▶ **SOURCE TEXT**:
=== Section Start ===

The ‘Heads Up: Rethinking mental health services for vulnerable young people’ report published by the Commission for Young Lives is the fourth thematic report on mental health. The report details the profound crisis in children and young people’s mental health in England. ‘Children with special educational needs or a disability (SEND), those from disadvantaged family backgrounds, and some children from racialised backgrounds’ reported more anxiety and were more at risk of mental health issues. The numbers speak for themselves:
- One in six children aged 6 to 16 were identified as having a probable mental health problem in July 2021, a huge increase from one in nine in 2017
- Boys aged 6 to 10 are more likely to have a probable mental problem than girls, but in 17 to 19-year-olds this pattern reverses, with rates higher in young women than young men
- By the age of eight, 7 in 10 children report at least one adverse childhood experience (ACE)
- Three in four adolescents exposed to ACEs develop mental health problems by the age of 18, including major depression, conduct disorder, alcohol dependence, self-harm, suicide attempts, and posttraumatic stress disorders (PTSD)
- In 2018, the suicide rate in women aged under 25 years had significantly increased since 2012 to its highest ever recorded level of 3.3 per 100,000
- Nearly half of 17–19-year-olds with a diagnosable mental health disorder have self-harmed or attempted suicide at some point, rising to 53% for young women
- In 2018-19, 24% of 17-year-olds reported having self-harmed in the previous year, and seven percent reported having self-harmed with suicidal intent at some point in their lives
- There was a 47% increase in the number of new emergency referrals to crisis care teams in under-18-year-olds between December 2019 and April 2021
This has a huge implication for schools and colleges to ensure that mental health issues are taken seriously and that access to services is available. Children and Adolescent Mental Health Services (CAMHS) are overwhelmed and there are access issues to education psychologists across the country. Although these figures have been exacerbated by the pandemic, the trend had previously been on a downward trajectory. Findings from the Children’s Commissioner also show that local areas spend less than 1% of their overall budget on children’s mental health services.

=== Section End ===

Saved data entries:
=== Section Start ===

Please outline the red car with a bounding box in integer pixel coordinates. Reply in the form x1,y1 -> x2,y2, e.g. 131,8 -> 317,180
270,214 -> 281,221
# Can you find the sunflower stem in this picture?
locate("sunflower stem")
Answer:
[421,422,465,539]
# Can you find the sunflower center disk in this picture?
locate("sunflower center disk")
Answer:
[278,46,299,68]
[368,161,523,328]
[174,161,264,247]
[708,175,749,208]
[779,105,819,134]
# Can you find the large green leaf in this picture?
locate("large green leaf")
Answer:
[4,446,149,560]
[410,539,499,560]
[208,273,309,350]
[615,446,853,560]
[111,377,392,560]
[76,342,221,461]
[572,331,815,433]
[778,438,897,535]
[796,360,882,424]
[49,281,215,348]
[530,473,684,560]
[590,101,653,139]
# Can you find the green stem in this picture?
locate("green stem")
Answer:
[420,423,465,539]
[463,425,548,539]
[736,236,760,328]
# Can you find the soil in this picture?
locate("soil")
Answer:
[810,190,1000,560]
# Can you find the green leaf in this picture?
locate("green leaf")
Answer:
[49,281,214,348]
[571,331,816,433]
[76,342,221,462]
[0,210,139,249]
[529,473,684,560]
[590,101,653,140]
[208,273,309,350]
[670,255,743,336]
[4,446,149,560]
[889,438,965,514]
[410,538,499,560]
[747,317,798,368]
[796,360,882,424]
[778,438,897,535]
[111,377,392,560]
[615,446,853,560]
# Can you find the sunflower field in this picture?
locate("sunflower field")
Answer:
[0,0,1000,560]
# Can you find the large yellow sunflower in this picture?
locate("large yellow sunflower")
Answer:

=== Section End ===

▶ **WHAT YOU WILL DO**:
[a] According to the text on young people's mental health, what share of 17-year-olds reported self-harming in the previous year in 2018-19?
[b] Resume the text on young people's mental health, picking up after its last sentence.

▶ **EXERCISE RESULTS**:
[a] 24%

[b]
For pupils with SEND the situation of lockdowns and continued affected access to support systems and therapy means the impact on parental mental health has been significant. 79% of parents of a child with SEND, in one study, stated that their own mental health had been negatively impacted during the lockdowns. The report highlights the barriers to accessing mental health support including waiting list times, stigma, lack of early prevention and intervention programmes, and many other reasons. Amongst the recommendations are mental health support teams in all schools by 2030 and new local frameworks supporting children across all areas of children’s services, schools, youth offending teams, social services and the police, ensuring integrated approaches.
As Anne Longfield, Chair of the Commission on Young Lives and ex-Children’s Commissioner, states:
“As our previous reports have shown, a collapse in many of the family and youth support services that existed ten or twenty years ago leaves us playing catch up. As one parent put it to us during our evidence sessions: ‘all the stuff that used to be there to prevent things happening isn’t there anymore.’ The mental health epidemic experienced by children and young people before the pandemic has not only grown but has deepened in its impact. Unless we rethink and improve access to mental health support, we risk putting the post Covid generation of vulnerable children in even greater danger of exploitation, abuse, and poor life chances.”